• **Work instruction**: In the text below on IL-13 and heart regeneration, which hypertrophic marker was upregulated in cardiomyocytes from neonatal IL13 knockout mice?

==== Exercise text ====

IL-13 promotes in vivo neonatal cardiomyocyte cell cycle activity and heart regeneration

There is great interest in identifying signaling mechanisms by which cardiomyocytes (CMs) can enter the cell cycle and promote endogenous cardiac repair. We previously demonstrated that IL13 stimulated cell cycle activity of neonatal CMs in vitro. However, the signaling events that occur downstream of IL13 in CMs, and the role of IL13 in CM proliferation and regeneration in vivo have not been explored. Here, we tested the role of IL13 in promoting neonatal CM cell cycle activity and heart regeneration in vivo, and investigated the signaling pathway(s) downstream of IL13 specifically in CMs. Compared to control, CMs from neonatal IL13 knockout (IL13-/-) mice showed decreased proliferative markers and coincident upregulation of the hypertrophic marker Brain Natriuretic Peptide (Nppb) and increased CM nuclear size. Following apical resection in anesthetized newborn mice, heart regeneration was significantly impaired in IL13-/- mice compared to wildtype. Administration of recombinant IL13 reversed these phenotypes by increasing CM proliferation markers and decreasing Nppb expression. RNAseq on primary neonatal CMs treated with IL13 revealed activation of gene networks regulated by ERK1/2 and AKT. Western blot confirmed strong phosphorylation of ERK1/2 and AKT in both neonatal and adult cultured CMs in response to IL13. Our data demonstrate a role for endogenous IL13 in neonatal CM cell cycle and heart regeneration. ERK1/2 and AKT signaling are important pathways known to promote CM proliferation and protect against apoptosis, respectively, thus, targeting IL13 transmembrane receptor signaling or administering rIL13 may be therapeutic approaches for activating pro-regenerative and survival pathways in the heart.

==== Input data ====

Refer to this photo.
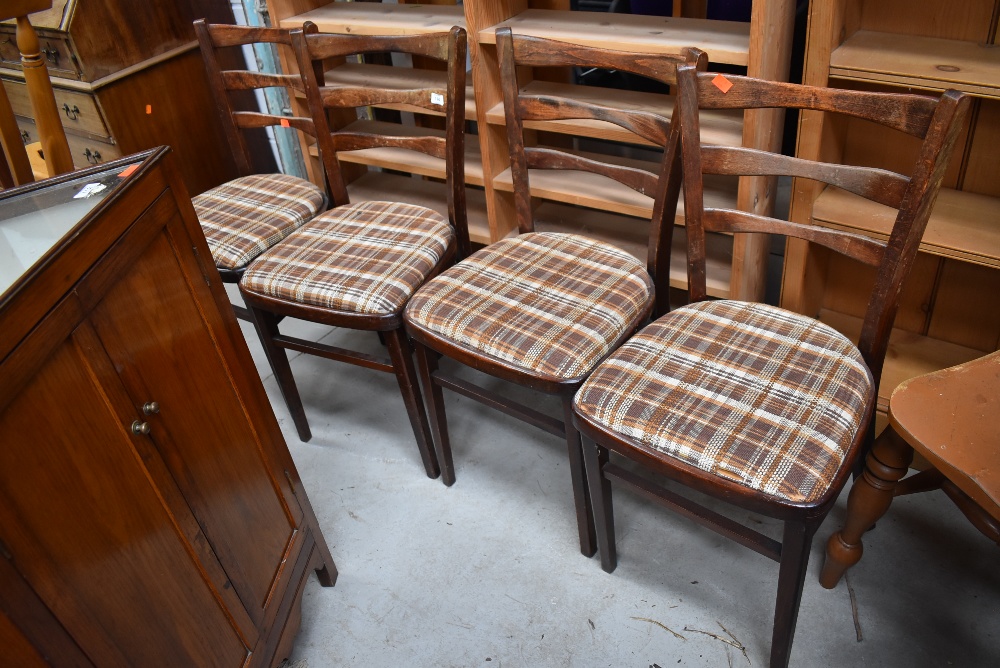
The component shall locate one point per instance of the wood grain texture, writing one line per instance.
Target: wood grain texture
(127, 552)
(952, 417)
(360, 18)
(919, 62)
(724, 41)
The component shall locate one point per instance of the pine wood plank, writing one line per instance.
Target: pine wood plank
(396, 78)
(909, 354)
(965, 226)
(632, 235)
(718, 127)
(599, 192)
(725, 41)
(375, 186)
(376, 18)
(923, 62)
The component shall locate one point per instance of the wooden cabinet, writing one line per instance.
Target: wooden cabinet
(763, 47)
(950, 308)
(116, 68)
(150, 513)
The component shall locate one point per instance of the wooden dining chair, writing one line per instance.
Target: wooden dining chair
(952, 419)
(542, 309)
(760, 407)
(244, 217)
(357, 265)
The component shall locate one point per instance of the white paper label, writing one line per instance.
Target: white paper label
(89, 189)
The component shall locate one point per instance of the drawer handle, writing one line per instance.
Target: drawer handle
(51, 55)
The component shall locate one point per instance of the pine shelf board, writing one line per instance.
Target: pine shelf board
(403, 160)
(964, 226)
(909, 354)
(922, 62)
(599, 192)
(725, 41)
(717, 127)
(379, 186)
(632, 236)
(366, 75)
(376, 18)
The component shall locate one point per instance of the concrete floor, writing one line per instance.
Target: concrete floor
(488, 572)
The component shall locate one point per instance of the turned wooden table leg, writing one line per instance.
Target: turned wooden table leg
(869, 499)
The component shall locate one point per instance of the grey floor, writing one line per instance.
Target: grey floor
(488, 572)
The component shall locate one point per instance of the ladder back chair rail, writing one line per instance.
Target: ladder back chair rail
(936, 121)
(664, 187)
(314, 51)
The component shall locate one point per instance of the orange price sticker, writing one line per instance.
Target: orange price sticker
(722, 83)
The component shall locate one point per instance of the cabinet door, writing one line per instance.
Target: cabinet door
(82, 523)
(158, 324)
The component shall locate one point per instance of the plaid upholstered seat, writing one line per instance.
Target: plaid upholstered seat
(552, 304)
(752, 393)
(359, 258)
(246, 216)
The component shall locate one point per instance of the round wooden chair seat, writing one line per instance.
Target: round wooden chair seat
(552, 305)
(244, 217)
(365, 258)
(756, 395)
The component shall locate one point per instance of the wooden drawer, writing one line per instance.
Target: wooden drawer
(77, 110)
(86, 151)
(56, 49)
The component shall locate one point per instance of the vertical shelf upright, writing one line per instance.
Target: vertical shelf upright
(950, 308)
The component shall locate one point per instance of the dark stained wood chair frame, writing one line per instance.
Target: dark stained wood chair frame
(212, 38)
(938, 123)
(524, 51)
(314, 52)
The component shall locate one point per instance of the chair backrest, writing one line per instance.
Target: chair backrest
(214, 39)
(338, 132)
(936, 121)
(521, 106)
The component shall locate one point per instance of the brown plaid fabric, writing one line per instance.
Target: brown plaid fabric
(552, 304)
(246, 216)
(752, 393)
(360, 258)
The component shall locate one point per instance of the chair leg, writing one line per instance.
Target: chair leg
(581, 497)
(795, 543)
(869, 500)
(406, 375)
(427, 363)
(266, 325)
(600, 497)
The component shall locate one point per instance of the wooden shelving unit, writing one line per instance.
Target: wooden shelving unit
(581, 205)
(949, 307)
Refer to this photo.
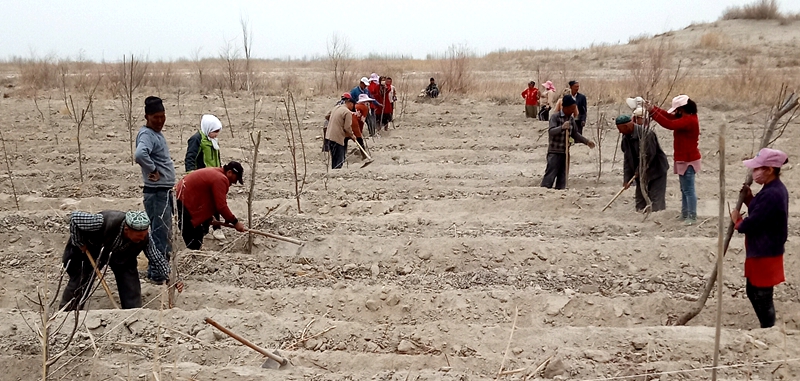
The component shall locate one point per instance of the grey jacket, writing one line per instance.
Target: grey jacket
(152, 153)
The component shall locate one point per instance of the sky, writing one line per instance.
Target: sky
(174, 29)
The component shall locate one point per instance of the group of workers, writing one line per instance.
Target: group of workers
(115, 238)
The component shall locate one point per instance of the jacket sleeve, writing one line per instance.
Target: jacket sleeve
(760, 211)
(192, 150)
(220, 191)
(144, 145)
(670, 122)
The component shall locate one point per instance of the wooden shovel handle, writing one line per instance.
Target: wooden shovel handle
(265, 234)
(246, 342)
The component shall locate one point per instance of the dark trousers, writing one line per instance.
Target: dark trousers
(159, 208)
(656, 190)
(192, 235)
(761, 299)
(81, 274)
(556, 171)
(338, 152)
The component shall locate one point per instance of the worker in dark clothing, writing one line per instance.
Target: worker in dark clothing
(657, 164)
(561, 124)
(114, 238)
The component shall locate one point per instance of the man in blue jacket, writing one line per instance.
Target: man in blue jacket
(158, 174)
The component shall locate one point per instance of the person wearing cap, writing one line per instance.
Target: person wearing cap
(531, 96)
(682, 120)
(580, 100)
(432, 91)
(549, 99)
(340, 127)
(203, 152)
(112, 238)
(656, 159)
(158, 174)
(561, 124)
(203, 194)
(765, 231)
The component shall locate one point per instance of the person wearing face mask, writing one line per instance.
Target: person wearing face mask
(682, 120)
(765, 231)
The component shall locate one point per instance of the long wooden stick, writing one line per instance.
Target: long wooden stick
(627, 185)
(720, 248)
(265, 234)
(102, 279)
(782, 109)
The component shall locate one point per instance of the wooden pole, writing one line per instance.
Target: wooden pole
(720, 248)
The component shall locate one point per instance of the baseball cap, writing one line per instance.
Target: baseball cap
(767, 157)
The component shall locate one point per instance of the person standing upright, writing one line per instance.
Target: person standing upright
(682, 120)
(158, 175)
(580, 100)
(531, 96)
(561, 124)
(765, 232)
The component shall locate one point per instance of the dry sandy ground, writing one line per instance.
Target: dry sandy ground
(420, 261)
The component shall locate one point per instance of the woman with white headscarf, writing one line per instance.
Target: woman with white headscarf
(203, 150)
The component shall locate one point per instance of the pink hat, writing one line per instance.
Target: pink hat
(767, 157)
(680, 100)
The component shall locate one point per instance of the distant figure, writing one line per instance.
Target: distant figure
(549, 100)
(765, 231)
(432, 91)
(580, 100)
(561, 124)
(531, 96)
(656, 159)
(682, 120)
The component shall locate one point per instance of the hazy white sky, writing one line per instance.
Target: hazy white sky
(171, 29)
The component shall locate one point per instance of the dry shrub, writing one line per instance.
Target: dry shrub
(757, 10)
(711, 40)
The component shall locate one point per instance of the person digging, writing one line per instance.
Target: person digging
(203, 194)
(115, 238)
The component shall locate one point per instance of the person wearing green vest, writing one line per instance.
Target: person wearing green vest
(203, 152)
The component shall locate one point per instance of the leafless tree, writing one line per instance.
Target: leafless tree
(129, 79)
(339, 58)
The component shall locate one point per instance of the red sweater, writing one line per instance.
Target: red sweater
(531, 96)
(204, 193)
(685, 133)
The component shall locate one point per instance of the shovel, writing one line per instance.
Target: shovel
(273, 361)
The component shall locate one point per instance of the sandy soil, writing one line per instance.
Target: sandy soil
(417, 264)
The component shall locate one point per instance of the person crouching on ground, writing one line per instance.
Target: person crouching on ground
(682, 120)
(115, 238)
(203, 152)
(765, 232)
(531, 96)
(203, 194)
(339, 128)
(561, 124)
(656, 159)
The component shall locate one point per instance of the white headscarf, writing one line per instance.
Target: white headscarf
(209, 124)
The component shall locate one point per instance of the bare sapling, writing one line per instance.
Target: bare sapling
(785, 104)
(8, 170)
(255, 139)
(339, 57)
(247, 42)
(292, 141)
(129, 79)
(78, 114)
(49, 322)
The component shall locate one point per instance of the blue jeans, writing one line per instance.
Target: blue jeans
(688, 194)
(158, 203)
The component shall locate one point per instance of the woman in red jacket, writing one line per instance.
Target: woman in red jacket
(682, 120)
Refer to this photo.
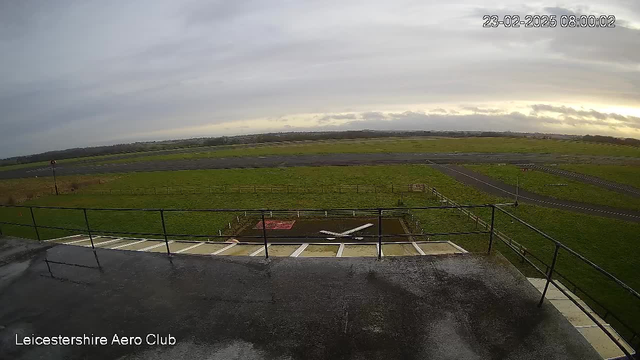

====

• **Task output**: Brain Natriuretic Peptide (Nppb)